>> begin Given data
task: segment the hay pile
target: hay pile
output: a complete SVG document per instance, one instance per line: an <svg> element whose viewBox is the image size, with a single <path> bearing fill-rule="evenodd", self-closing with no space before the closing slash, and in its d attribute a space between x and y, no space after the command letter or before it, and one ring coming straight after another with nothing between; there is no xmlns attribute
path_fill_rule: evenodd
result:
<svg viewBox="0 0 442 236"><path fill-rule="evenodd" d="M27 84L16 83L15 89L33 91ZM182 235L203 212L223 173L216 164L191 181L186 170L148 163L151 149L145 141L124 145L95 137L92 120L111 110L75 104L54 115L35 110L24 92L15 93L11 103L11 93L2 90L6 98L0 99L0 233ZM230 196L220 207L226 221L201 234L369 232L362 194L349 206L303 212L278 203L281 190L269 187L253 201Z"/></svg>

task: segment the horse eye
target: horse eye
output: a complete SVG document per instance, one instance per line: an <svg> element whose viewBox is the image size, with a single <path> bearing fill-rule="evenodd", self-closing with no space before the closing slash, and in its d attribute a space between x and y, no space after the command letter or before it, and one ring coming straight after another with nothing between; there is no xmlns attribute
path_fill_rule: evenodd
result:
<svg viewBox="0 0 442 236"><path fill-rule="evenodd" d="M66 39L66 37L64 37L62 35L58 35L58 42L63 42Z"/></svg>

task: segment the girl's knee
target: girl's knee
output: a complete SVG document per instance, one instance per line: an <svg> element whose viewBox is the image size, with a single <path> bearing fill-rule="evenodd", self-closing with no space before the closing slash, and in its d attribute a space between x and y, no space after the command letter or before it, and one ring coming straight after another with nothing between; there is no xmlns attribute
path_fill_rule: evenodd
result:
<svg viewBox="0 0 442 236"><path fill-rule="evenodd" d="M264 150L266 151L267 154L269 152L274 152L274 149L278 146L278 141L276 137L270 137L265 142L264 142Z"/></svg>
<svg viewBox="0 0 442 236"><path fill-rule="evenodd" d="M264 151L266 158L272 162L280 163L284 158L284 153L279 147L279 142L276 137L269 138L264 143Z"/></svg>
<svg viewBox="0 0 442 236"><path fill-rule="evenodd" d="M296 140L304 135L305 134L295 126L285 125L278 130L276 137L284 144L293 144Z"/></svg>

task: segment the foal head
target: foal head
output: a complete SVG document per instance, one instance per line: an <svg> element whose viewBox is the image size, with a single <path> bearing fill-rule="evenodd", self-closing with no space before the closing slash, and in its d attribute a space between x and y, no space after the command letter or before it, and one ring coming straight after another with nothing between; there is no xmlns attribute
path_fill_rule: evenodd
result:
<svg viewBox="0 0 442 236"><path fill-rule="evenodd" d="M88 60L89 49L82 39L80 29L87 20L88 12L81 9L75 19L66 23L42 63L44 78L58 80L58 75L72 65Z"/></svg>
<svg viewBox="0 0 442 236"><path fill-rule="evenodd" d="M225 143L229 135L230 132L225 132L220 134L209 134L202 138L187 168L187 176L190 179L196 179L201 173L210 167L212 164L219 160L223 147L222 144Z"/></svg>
>> end Given data
Render all of the data above as a JSON array of strings with one string for each line, skipping any blank lines.

Exercise output:
[
  "task: segment the hay pile",
  "target: hay pile",
  "output: a complete SVG document per instance, one instance per line: an <svg> element whose viewBox is the image size, with a single <path> bearing fill-rule=\"evenodd\", self-closing with no space before the closing slash, and in its d attribute a space between x and y, no space after the command letter or before it, and one ring coming straight after another with nothing between; there is no xmlns attribute",
  "path_fill_rule: evenodd",
  "result:",
  "<svg viewBox=\"0 0 442 236\"><path fill-rule=\"evenodd\" d=\"M27 84L16 83L15 89L33 91ZM182 235L203 212L223 173L216 164L191 181L186 170L148 163L151 149L145 141L124 145L95 137L92 120L111 110L75 104L54 115L35 110L24 92L15 93L11 103L11 93L2 90L6 98L0 99L0 233ZM230 196L220 207L226 221L201 234L369 232L362 194L349 206L303 212L278 203L281 190L269 187L253 201Z\"/></svg>",
  "task: segment the horse eye",
  "target: horse eye",
  "output: a complete SVG document per instance, one instance per line: an <svg> element whose viewBox is the image size, with a single <path> bearing fill-rule=\"evenodd\", self-closing with no space before the closing slash, and in its d attribute a space between x and y, no space after the command letter or before it, and one ring coming straight after another with nothing between; there is no xmlns attribute",
  "path_fill_rule: evenodd",
  "result:",
  "<svg viewBox=\"0 0 442 236\"><path fill-rule=\"evenodd\" d=\"M66 39L66 37L64 37L62 35L58 35L58 42L63 42Z\"/></svg>",
  "task: segment the girl's knee",
  "target: girl's knee",
  "output: a complete SVG document per instance, one instance per line: an <svg> element whose viewBox is the image size, with a single <path> bearing fill-rule=\"evenodd\", self-closing with no space before the closing slash, and in its d attribute a space between x and y, no space after the command letter or before it, and one ring coming straight after another with nothing between; there is no xmlns attribute",
  "path_fill_rule: evenodd",
  "result:",
  "<svg viewBox=\"0 0 442 236\"><path fill-rule=\"evenodd\" d=\"M264 150L266 151L267 154L269 152L274 152L274 149L278 146L278 141L276 137L270 137L265 142L264 142Z\"/></svg>",
  "<svg viewBox=\"0 0 442 236\"><path fill-rule=\"evenodd\" d=\"M264 151L266 158L272 162L280 163L284 158L284 153L279 147L279 142L276 137L269 138L264 143Z\"/></svg>",
  "<svg viewBox=\"0 0 442 236\"><path fill-rule=\"evenodd\" d=\"M296 140L304 135L305 134L295 126L285 125L278 130L276 137L284 144L293 144Z\"/></svg>",
  "task: segment the foal head",
  "target: foal head",
  "output: a complete SVG document per instance, one instance per line: an <svg> element whose viewBox is the image size, with a single <path> bearing fill-rule=\"evenodd\", self-closing with no space before the closing slash, and in its d attribute a space between x and y, no space after the command letter or before it, and one ring coming straight after another with nothing between; there is no xmlns attribute",
  "path_fill_rule: evenodd",
  "result:",
  "<svg viewBox=\"0 0 442 236\"><path fill-rule=\"evenodd\" d=\"M88 60L89 49L82 39L80 29L87 20L88 12L81 9L75 19L66 23L42 63L44 78L58 80L58 75L72 65Z\"/></svg>",
  "<svg viewBox=\"0 0 442 236\"><path fill-rule=\"evenodd\" d=\"M225 143L229 135L230 132L225 132L220 134L209 134L202 138L187 168L187 176L190 179L196 179L201 173L210 167L212 164L219 160L223 147L222 144Z\"/></svg>"
]